Data provided ▸

%%

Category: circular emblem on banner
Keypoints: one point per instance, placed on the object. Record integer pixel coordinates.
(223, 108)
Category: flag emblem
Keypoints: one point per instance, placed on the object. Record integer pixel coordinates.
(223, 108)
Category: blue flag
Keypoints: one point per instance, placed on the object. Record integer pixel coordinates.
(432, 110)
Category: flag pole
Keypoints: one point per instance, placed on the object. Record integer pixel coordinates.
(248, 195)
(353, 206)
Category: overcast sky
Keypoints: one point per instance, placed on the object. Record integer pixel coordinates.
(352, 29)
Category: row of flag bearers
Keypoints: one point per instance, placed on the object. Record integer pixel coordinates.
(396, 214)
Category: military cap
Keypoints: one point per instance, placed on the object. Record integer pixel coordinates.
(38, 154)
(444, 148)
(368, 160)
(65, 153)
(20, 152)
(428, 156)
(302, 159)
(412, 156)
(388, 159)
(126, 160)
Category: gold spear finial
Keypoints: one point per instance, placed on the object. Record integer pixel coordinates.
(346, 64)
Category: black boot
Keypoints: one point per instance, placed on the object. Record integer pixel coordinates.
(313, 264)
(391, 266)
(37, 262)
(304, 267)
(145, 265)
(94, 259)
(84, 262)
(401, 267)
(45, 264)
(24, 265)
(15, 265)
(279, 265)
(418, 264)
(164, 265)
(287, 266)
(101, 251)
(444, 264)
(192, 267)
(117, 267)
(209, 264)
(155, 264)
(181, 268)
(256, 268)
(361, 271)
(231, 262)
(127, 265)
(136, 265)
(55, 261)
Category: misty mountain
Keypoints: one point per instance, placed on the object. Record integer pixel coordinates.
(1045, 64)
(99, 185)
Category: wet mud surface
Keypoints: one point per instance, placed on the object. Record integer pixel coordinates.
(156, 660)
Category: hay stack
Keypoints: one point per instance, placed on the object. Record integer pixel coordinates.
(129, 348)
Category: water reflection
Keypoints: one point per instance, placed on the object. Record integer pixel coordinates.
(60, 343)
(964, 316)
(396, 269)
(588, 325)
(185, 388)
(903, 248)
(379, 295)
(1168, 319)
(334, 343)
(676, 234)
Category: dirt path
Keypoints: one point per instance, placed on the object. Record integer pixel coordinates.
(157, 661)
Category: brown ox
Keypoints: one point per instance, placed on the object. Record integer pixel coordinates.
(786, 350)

%%

Task to carry out ▸ Could you state how many lines of the entries contain the word "flag"? Only the number is wanted.

Answer for the task ▸ 4